>> Start
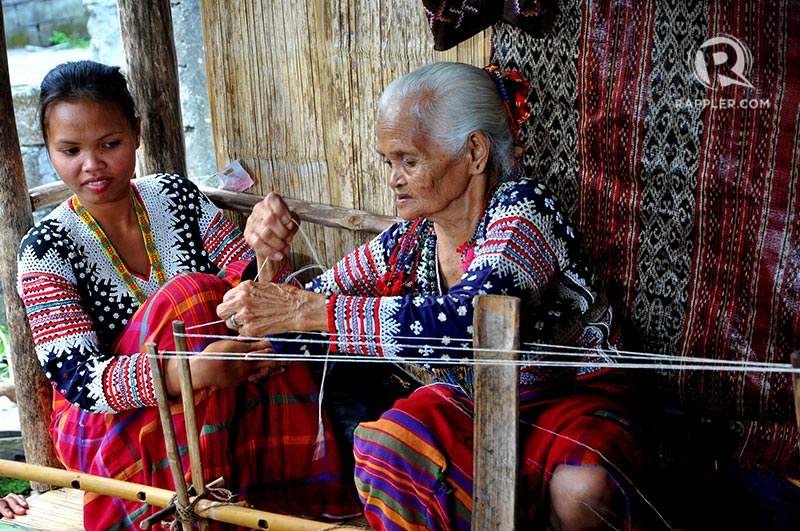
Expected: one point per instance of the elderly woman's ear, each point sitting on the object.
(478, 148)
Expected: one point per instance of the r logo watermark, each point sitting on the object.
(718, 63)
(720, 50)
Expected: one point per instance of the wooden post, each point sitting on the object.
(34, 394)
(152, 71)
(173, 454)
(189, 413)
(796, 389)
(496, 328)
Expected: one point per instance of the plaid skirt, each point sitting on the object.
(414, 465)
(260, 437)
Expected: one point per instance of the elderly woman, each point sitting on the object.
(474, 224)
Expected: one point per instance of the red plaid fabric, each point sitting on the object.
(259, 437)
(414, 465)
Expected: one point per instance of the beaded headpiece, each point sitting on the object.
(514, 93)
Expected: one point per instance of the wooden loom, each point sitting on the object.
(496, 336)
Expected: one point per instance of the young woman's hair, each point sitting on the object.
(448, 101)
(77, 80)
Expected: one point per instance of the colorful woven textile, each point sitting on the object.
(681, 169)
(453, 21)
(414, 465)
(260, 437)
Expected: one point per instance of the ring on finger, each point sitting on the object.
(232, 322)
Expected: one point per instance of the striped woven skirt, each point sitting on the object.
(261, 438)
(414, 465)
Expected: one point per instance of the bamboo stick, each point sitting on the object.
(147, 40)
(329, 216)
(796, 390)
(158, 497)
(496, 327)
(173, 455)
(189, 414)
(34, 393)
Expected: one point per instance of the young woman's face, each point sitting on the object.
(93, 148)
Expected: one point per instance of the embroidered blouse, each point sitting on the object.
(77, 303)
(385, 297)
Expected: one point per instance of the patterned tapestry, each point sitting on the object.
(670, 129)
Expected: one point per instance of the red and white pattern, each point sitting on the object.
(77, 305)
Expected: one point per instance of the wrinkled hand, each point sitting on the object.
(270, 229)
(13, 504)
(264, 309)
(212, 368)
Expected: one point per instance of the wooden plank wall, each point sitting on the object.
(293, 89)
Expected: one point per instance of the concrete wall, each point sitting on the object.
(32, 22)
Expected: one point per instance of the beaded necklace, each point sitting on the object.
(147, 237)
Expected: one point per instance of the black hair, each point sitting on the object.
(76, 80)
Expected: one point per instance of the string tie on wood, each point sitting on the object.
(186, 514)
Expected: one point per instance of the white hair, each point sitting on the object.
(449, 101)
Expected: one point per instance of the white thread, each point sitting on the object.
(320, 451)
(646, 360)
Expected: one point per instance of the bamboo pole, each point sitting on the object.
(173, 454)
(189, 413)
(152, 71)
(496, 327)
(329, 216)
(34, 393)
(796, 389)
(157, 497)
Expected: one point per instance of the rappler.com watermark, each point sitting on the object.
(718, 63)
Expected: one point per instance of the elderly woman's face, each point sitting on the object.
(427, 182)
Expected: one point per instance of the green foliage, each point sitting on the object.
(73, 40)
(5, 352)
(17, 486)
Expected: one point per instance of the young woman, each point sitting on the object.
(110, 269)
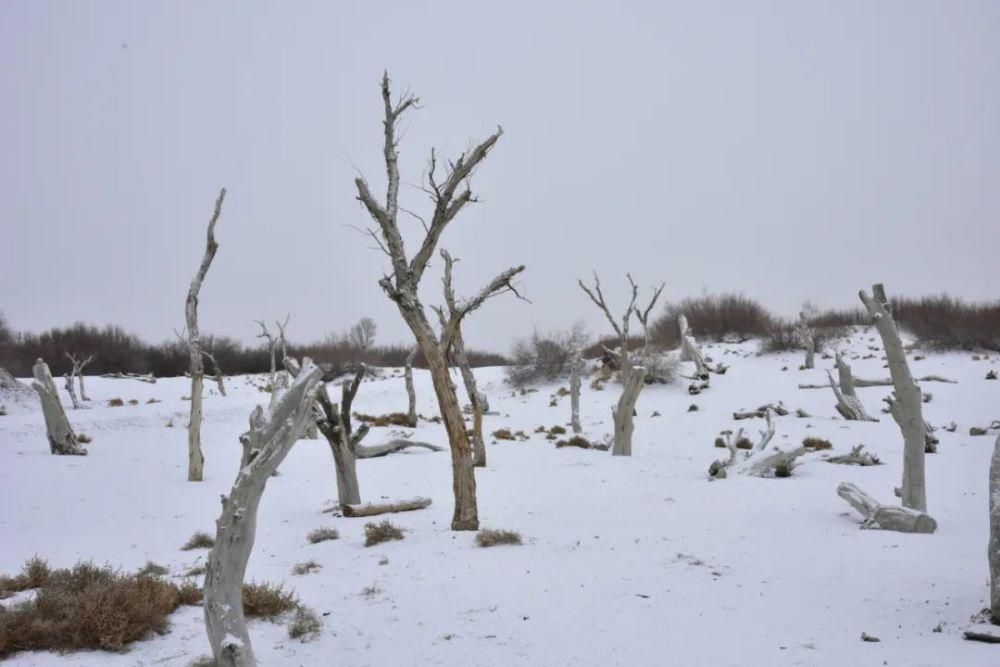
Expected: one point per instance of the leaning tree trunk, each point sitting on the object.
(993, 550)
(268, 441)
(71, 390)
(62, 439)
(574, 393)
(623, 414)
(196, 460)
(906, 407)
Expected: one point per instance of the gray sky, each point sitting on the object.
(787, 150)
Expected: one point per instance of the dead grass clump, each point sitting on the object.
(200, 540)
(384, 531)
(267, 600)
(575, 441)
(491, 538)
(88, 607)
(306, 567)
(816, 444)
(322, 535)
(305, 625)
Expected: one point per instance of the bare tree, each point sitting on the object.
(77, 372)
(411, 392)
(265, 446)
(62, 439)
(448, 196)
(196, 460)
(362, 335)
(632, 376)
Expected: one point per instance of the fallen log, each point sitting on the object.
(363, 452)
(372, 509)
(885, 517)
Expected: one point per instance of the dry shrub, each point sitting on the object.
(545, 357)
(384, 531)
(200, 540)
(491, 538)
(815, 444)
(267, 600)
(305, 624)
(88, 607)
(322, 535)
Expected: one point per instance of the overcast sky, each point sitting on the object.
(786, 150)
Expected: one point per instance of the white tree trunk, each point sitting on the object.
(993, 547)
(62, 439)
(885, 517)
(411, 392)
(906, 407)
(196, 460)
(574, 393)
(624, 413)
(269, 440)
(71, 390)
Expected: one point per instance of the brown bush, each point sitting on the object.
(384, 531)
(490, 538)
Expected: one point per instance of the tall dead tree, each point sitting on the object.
>> End
**Problem to work on:** Return the records exactly. Don't carry the pictures over.

**Exercise response:**
Expected: one point per instance of the elderly woman's ear, each point sitting on the object.
(478, 148)
Expected: one point per instance of the r logo watermark, each point sitting on the object.
(718, 63)
(720, 50)
Expected: one point per instance of the wooden post, each point sitting on the object.
(34, 394)
(152, 71)
(173, 454)
(189, 413)
(796, 389)
(496, 328)
Expected: one point per instance of the plaid skirt, each point sitting on the object.
(414, 465)
(260, 437)
Expected: one point per instance of the elderly woman, each point sitting on the object.
(474, 224)
Expected: one point per instance of the red plaid fabric, each point sitting on the object.
(259, 437)
(414, 465)
Expected: one point per instance of the beaded headpiece, each point sitting on the object.
(514, 93)
Expected: one point per instance of the wooden loom, each point sitting on the object.
(496, 336)
Expected: one point per instance of the young woman's hair, each point sitting on the object.
(448, 101)
(77, 80)
Expected: one point per instance of the colorful woven textile, each point sitting on the object.
(681, 169)
(453, 21)
(414, 465)
(260, 437)
Expected: one point per instance of the ring on finger, each point sitting on the object.
(232, 322)
Expected: one point per instance of the striped woven skirt, each point sitting on the object.
(261, 438)
(414, 465)
Expected: one point per instance of the bamboo stick, each point sitting on the object.
(147, 40)
(329, 216)
(796, 390)
(158, 497)
(496, 327)
(173, 455)
(189, 414)
(34, 393)
Expected: one point per instance of the young woman's face, each point sitting on the object.
(93, 148)
Expected: one point per instance of the embroidered blouse, each point sitting on the object.
(77, 303)
(385, 297)
Expected: one point per instance of the patterned tapestry, each point sitting on the object.
(670, 129)
Expected: one point per instance of the red and white pattern, each point sitting on the object.
(77, 305)
Expected: one point per instance of the wrinkled hand, each point sitting on the object.
(270, 229)
(13, 504)
(264, 309)
(212, 368)
Expected: one point per instance of the wooden plank wall, each point sitting on the object.
(293, 89)
Expected: one point per instance of the concrete wall, each point sitting on the object.
(32, 22)
Expected: one point per instance of the beaded necklace, each point sitting on the object.
(147, 237)
Expected: one point per instance of the black hair, each point sitting on the object.
(76, 80)
Expected: one point per instance of the string tie on wood, each point sitting on the object.
(186, 514)
Expected: one point per instance of the white hair, each point sitting on the object.
(449, 101)
Expected: one point per instance of the white thread, each point sitting on the object.
(320, 451)
(646, 360)
Expected: one point per instance of the bamboo pole, each point sitting on the object.
(173, 454)
(189, 413)
(152, 71)
(496, 327)
(329, 216)
(34, 393)
(796, 389)
(157, 497)
Expected: one point per instance of the rappler.com watermark, each point sitting on the object.
(718, 63)
Expected: one point per instance of the elderly woman's face, each point sitting on the object.
(427, 182)
Expected: one point per instance of the green foliage, each point sitting on the object.
(73, 40)
(5, 352)
(17, 486)
Expected: one point per instance of the young woman, each point sitting on the object.
(110, 269)
Expected: one point per instance of the leaning tree trunk, each point sitting on the object.
(993, 550)
(268, 441)
(71, 390)
(62, 439)
(574, 393)
(623, 414)
(196, 460)
(906, 407)
Expected: one point per instance of the gray sky, each point sitting on the object.
(787, 150)
Expected: one point per instance of the dead grass clump, each point sitting on the object.
(200, 540)
(384, 531)
(267, 600)
(575, 441)
(491, 538)
(88, 607)
(306, 567)
(816, 444)
(322, 535)
(305, 625)
Expected: one point per instance of the bare tree, each point sitting on the object.
(77, 372)
(411, 392)
(265, 446)
(62, 439)
(448, 196)
(196, 460)
(362, 335)
(632, 376)
Expected: one point per instance of the fallen log, each point sitting on the object.
(363, 452)
(372, 509)
(885, 517)
Expected: one point per instance of the dry shrub, each point sitting on the object.
(545, 357)
(384, 531)
(200, 540)
(491, 538)
(815, 444)
(267, 600)
(305, 624)
(88, 607)
(322, 535)
Expected: one point per instance of the overcast sky, each point sitting on the object.
(786, 150)
Expected: one point per instance of the white tree trunk, each point sitting on the object.
(993, 547)
(62, 439)
(885, 517)
(411, 392)
(906, 407)
(196, 460)
(574, 393)
(624, 413)
(269, 440)
(71, 390)
Expected: one point per instance of the brown bush, each point sitting on the object.
(384, 531)
(490, 538)
Expected: one point per instance of the tall dead tree, each point sitting on the object.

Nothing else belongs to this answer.